* [PROBLEM]
Reproduce all of the listing below without alteration.

* [SOURCE MATERIAL]
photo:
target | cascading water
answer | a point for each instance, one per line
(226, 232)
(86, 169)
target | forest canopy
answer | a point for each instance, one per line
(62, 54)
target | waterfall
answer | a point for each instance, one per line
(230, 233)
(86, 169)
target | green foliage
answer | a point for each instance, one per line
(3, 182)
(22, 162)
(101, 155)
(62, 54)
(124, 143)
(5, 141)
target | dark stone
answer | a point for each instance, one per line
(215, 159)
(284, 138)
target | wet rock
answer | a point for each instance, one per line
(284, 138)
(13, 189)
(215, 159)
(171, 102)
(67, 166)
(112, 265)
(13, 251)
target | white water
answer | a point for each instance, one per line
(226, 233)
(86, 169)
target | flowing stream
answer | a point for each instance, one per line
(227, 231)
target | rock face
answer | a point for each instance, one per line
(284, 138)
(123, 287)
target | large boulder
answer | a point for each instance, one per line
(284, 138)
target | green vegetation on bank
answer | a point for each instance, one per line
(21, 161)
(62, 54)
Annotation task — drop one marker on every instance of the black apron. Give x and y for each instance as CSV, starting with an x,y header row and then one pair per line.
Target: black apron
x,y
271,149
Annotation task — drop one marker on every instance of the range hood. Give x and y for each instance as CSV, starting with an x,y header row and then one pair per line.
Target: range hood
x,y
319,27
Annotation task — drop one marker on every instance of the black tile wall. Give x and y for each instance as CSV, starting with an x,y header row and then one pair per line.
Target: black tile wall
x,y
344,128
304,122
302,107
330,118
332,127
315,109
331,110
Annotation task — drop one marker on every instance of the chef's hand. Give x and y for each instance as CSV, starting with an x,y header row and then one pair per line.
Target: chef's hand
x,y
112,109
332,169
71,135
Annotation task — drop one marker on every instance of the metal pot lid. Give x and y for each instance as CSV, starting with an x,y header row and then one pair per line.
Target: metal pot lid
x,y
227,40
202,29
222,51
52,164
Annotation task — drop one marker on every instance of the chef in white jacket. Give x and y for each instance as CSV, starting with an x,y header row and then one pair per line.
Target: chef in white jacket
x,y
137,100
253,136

* [ANSWER SPACE]
photo:
target | cascading water
answer | a point for each instance, one per line
(226, 232)
(86, 169)
target | forest canopy
answer | a point for each instance, one per line
(62, 54)
target | waterfall
answer | a point for each instance, one per line
(230, 233)
(86, 169)
target | green foliage
answer | a point for each instance, one per line
(3, 182)
(22, 162)
(101, 155)
(62, 54)
(124, 143)
(5, 141)
target | dark stone
answer | a point for each instance, one per line
(215, 159)
(284, 138)
target | wet rock
answer | a point for each instance, one per line
(284, 138)
(13, 189)
(215, 159)
(171, 102)
(67, 166)
(112, 265)
(13, 251)
target | white water
answer | a point for each instance, one per line
(226, 233)
(86, 169)
target | flowing stream
answer | a point for each instance, one per line
(227, 231)
target | rock face
answer | a point for each instance, one per line
(284, 138)
(123, 287)
target | large boulder
answer | a point for each instance, one per line
(284, 138)
target | green vegetation on bank
answer | a point for each instance, one per line
(21, 161)
(62, 54)
Annotation task — drop one marker on every instance of the black apron. Give x and y for each instance as CSV, starting with an x,y header row and then one pair per line.
Target: black apron
x,y
271,149
Annotation task — drop one marker on every instance of the range hood. Give x and y for each instance as CSV, starting with an x,y header row and then one pair per line.
Target: range hood
x,y
319,27
Annotation task — drop one marker on every instance of the black tile wall. Give x and y for each instance as CSV, starting with an x,y header row and then one pair per line.
Target: black tile wall
x,y
344,128
304,122
302,107
330,118
332,127
315,109
331,110
Annotation task — drop one marker on every instance of the chef's hand. Give x and y for each instance as CSV, starting with an x,y header row and then one pair per line.
Target: chef's hand
x,y
112,109
332,169
71,135
Annotation task — drop one marker on every instance of the metal pot lid. Give x and y for each instance as CSV, starting with an x,y header row and then one pair per line.
Target: metal pot lid
x,y
227,40
202,29
222,51
52,164
Annotation task — drop one marker on every instance of the chef in white jacket. Give x and y for each instance as CSV, starting with an x,y header row and then one pair per line.
Target: chef in white jacket
x,y
137,100
253,136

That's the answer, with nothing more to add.